— begin Records provided —
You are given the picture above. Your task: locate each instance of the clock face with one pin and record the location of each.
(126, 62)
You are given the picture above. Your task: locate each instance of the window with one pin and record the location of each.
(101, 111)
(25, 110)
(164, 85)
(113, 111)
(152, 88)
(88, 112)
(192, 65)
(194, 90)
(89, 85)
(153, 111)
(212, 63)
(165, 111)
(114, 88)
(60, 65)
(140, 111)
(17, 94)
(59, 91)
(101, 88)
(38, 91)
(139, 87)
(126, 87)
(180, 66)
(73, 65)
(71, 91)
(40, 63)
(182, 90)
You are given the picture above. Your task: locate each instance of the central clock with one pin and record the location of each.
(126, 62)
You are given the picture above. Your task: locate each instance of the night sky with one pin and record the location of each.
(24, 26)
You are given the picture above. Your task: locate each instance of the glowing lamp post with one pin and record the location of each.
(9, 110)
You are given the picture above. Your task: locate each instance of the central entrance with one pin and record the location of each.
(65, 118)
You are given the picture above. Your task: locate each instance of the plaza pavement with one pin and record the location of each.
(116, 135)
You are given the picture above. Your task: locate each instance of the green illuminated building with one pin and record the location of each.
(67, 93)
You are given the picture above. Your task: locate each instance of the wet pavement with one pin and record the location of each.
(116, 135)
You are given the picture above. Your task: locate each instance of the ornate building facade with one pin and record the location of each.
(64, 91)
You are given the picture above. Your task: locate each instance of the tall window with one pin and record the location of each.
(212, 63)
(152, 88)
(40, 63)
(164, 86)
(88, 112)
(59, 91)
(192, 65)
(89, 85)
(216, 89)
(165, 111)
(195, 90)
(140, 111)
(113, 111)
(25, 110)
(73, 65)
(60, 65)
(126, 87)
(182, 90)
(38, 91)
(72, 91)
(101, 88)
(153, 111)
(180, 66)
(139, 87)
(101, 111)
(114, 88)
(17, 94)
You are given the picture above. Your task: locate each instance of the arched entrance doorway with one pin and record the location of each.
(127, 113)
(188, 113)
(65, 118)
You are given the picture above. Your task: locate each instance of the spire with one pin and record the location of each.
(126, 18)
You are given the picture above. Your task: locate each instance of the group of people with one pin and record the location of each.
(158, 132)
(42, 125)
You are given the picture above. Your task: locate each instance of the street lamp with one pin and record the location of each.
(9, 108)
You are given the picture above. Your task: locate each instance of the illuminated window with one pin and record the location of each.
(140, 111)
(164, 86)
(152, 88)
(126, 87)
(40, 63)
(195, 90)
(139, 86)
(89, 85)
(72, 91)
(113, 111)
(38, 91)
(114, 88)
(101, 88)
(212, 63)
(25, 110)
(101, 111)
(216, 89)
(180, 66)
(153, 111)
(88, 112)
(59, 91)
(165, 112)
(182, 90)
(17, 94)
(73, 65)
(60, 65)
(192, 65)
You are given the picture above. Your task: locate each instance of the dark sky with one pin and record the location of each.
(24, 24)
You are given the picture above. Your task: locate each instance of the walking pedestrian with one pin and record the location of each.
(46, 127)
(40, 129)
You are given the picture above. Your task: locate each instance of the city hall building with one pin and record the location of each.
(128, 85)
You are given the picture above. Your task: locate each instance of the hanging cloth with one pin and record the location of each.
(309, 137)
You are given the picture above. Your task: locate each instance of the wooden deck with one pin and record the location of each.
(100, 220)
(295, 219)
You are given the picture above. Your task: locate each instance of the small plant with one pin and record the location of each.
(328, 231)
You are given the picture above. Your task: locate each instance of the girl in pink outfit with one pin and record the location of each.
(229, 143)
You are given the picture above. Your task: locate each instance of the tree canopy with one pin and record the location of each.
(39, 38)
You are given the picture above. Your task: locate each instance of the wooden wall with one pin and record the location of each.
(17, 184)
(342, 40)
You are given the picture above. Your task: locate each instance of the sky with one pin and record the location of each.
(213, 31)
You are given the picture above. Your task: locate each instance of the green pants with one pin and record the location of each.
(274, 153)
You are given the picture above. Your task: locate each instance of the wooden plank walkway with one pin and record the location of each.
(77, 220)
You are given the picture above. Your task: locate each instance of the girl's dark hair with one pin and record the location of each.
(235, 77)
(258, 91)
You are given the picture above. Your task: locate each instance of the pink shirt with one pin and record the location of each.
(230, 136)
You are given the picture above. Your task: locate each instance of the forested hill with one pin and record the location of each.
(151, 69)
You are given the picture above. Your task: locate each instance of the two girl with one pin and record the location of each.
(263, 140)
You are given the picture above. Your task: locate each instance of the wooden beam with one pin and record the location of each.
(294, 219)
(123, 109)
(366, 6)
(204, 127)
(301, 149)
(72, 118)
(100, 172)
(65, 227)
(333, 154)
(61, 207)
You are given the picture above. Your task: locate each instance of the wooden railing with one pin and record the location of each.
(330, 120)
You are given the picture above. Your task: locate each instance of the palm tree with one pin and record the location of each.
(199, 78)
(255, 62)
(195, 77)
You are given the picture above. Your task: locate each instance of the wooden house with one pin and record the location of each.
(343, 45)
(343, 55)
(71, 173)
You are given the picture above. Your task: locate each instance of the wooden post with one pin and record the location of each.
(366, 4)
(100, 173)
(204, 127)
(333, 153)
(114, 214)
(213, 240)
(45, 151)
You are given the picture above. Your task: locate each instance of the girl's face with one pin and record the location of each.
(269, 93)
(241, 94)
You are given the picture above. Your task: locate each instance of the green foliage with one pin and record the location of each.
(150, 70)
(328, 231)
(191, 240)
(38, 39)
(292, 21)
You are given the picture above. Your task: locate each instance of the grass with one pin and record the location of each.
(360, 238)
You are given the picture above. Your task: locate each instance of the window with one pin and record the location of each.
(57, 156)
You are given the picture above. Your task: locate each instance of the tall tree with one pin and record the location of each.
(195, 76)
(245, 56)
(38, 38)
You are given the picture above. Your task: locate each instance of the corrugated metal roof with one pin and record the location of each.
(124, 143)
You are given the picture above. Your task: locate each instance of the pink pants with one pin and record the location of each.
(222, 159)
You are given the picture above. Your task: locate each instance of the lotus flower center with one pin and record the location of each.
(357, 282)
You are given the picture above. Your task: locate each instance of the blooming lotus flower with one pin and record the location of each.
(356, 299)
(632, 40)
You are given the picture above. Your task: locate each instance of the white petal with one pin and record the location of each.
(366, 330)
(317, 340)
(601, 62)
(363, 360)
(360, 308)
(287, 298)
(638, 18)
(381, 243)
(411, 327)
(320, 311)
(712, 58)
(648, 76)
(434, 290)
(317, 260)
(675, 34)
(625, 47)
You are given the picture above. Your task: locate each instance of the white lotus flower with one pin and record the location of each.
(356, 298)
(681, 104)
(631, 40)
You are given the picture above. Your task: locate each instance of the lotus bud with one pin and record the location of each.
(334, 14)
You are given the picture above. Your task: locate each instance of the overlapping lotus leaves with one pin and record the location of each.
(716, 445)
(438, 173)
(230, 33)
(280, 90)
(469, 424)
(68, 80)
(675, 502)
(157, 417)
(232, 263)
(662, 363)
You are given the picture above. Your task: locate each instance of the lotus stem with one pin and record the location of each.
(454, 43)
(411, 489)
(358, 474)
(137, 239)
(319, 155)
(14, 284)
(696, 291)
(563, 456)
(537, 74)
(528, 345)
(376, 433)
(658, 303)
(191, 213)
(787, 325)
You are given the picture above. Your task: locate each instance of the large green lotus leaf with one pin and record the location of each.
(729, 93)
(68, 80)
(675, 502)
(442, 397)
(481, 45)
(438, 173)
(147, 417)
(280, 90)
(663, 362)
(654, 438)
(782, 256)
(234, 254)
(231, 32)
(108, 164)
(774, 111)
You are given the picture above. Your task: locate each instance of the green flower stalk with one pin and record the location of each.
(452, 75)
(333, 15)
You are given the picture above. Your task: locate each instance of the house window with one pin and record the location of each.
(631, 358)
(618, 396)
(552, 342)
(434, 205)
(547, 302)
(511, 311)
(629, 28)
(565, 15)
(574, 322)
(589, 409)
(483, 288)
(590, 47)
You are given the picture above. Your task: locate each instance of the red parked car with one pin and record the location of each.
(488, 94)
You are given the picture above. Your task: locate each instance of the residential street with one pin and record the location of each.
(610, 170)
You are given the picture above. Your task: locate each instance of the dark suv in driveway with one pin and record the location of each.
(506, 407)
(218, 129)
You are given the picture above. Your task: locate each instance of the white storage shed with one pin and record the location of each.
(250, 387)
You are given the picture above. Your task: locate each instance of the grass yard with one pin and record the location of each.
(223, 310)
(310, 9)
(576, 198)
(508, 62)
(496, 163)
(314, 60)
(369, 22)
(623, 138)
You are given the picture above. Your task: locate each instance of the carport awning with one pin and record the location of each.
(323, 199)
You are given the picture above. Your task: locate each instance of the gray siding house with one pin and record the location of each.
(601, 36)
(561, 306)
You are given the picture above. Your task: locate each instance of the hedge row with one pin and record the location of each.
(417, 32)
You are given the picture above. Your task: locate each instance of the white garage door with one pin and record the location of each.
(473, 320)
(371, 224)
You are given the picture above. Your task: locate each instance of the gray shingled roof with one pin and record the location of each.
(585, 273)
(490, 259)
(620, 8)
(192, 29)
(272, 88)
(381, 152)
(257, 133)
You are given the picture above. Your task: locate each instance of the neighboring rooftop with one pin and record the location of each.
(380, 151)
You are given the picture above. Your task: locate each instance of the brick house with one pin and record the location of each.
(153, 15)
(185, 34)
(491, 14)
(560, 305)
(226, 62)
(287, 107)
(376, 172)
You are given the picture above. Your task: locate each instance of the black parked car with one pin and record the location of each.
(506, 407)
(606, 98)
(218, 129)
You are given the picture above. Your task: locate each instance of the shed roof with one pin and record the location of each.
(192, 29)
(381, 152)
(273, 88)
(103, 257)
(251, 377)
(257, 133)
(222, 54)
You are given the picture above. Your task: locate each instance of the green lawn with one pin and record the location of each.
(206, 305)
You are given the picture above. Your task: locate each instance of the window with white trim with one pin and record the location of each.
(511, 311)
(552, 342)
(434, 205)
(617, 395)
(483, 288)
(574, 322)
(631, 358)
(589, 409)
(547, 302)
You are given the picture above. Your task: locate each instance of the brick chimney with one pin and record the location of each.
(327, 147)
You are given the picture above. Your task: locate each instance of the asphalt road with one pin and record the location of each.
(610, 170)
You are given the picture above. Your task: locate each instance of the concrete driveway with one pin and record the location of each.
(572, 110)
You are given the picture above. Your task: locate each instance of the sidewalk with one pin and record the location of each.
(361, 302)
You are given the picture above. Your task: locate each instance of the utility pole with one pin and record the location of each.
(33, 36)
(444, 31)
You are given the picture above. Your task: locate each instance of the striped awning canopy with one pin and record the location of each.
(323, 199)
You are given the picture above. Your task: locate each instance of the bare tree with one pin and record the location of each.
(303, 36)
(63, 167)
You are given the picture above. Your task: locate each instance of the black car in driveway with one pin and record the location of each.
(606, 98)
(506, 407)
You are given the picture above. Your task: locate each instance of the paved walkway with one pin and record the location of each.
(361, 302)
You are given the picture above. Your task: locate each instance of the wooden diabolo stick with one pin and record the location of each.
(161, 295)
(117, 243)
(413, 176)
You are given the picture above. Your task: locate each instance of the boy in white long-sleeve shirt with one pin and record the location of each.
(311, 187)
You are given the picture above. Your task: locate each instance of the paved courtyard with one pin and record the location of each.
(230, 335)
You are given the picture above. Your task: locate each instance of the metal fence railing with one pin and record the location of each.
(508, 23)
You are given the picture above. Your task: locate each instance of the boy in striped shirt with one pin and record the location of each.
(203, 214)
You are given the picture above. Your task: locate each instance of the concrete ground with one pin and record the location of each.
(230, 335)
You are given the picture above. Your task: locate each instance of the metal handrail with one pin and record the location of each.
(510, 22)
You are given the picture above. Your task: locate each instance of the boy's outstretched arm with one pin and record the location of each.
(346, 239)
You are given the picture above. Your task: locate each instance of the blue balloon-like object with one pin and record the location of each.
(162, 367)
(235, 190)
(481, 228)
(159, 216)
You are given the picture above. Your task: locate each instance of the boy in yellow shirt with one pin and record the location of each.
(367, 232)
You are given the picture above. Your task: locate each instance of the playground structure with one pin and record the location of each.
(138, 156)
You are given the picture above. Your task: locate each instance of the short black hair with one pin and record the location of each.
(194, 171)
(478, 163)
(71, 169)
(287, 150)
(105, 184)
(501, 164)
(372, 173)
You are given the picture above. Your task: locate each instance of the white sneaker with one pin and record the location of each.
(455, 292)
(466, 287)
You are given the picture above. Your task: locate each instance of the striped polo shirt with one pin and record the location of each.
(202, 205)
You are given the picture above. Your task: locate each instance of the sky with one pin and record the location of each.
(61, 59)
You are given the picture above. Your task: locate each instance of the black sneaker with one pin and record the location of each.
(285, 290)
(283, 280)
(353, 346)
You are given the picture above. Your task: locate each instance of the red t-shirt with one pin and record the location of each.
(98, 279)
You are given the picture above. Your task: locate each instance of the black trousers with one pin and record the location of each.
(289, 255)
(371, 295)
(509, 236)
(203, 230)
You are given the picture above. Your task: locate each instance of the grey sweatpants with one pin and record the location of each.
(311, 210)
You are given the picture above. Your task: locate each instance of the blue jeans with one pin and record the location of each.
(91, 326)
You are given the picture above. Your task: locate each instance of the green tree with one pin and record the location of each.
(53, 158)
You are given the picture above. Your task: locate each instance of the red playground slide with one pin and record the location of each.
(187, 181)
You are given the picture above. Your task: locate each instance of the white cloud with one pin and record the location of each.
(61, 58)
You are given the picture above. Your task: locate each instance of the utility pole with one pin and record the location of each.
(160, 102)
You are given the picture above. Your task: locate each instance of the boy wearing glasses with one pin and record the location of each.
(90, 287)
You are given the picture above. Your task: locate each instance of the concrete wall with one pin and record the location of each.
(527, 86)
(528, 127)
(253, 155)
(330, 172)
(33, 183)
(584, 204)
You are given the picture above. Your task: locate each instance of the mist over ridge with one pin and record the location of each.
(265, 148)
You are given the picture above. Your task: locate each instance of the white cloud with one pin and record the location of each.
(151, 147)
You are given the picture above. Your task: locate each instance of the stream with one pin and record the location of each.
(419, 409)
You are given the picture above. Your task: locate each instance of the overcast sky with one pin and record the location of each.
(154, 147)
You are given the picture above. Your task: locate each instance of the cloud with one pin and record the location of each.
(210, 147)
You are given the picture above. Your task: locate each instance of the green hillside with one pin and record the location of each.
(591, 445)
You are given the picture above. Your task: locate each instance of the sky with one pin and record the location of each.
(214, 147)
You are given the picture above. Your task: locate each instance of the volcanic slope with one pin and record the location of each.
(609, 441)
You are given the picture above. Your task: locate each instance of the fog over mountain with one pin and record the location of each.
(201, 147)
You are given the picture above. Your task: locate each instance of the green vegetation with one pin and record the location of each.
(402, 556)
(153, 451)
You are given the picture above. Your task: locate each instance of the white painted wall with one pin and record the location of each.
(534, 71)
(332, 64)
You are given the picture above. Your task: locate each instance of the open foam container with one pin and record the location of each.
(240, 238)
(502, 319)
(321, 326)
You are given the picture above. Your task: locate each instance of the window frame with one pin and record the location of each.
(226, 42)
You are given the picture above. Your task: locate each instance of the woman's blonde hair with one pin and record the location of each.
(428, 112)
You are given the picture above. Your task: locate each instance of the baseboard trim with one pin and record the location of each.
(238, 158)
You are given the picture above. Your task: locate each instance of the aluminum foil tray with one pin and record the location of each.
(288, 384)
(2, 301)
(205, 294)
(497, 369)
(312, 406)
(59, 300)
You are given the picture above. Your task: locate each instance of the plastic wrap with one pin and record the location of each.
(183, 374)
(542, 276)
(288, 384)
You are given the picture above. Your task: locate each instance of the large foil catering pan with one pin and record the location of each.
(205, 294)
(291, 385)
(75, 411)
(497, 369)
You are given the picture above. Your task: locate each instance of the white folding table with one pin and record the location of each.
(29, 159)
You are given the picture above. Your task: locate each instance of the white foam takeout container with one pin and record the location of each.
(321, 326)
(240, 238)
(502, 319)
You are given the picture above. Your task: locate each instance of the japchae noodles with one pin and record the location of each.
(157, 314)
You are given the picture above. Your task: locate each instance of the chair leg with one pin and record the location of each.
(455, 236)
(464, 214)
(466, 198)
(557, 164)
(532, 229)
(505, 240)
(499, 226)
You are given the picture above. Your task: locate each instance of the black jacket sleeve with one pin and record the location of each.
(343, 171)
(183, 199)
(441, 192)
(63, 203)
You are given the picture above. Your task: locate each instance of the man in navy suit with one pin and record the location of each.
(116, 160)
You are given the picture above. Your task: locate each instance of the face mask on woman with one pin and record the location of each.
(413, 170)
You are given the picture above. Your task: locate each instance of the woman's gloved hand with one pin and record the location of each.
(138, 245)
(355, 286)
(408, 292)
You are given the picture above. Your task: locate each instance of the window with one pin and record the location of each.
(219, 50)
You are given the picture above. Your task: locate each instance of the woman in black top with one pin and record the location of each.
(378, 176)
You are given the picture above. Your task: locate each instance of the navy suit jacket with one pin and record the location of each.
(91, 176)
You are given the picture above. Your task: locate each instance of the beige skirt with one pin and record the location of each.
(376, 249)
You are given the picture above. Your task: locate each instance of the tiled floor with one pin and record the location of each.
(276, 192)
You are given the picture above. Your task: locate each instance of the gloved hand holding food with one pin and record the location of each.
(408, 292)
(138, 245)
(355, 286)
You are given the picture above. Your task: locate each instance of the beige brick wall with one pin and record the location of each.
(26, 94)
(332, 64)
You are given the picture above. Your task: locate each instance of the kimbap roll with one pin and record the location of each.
— end Records provided —
- [Task to complete]: Your output consists solely of the lines from the one with "man in navy" through the last line, copied exactly.

- [The output]:
You are given the picture above. Your task: locate each instance of the man in navy suit with one pin and record the location of each.
(116, 160)
You are given the picture above. Your task: locate each instance of the face mask on woman with one pin and record the location of each.
(413, 170)
You are given the picture above. Your task: locate each instance of the woman's gloved hand with one pin and record the location of each.
(138, 245)
(355, 286)
(408, 292)
You are given the picture above. Your task: locate each instance of the window with one pin and record the location of each.
(219, 50)
You are given the picture above. Your task: locate each instance of the woman in black top with one pin and record the location of each.
(378, 176)
You are given the picture above. Your task: locate each instance of the navy suit jacket with one pin and record the location of each.
(91, 176)
You are given the picture above. Your task: locate each instance of the beige skirt with one pin and record the location of each.
(376, 249)
You are given the picture above. Your task: locate each instance of the tiled floor with one pin and record the location of each.
(276, 192)
You are given the picture above. Your task: locate each instance of the gloved hand holding food with one pin and record the location of each.
(408, 292)
(138, 245)
(355, 286)
You are given the picture above. Your task: locate each instance of the beige brick wall with one pin and record the location of each.
(26, 94)
(332, 64)
You are given the picture above. Your task: locate each instance of the kimbap roll with one pin and record the location of each.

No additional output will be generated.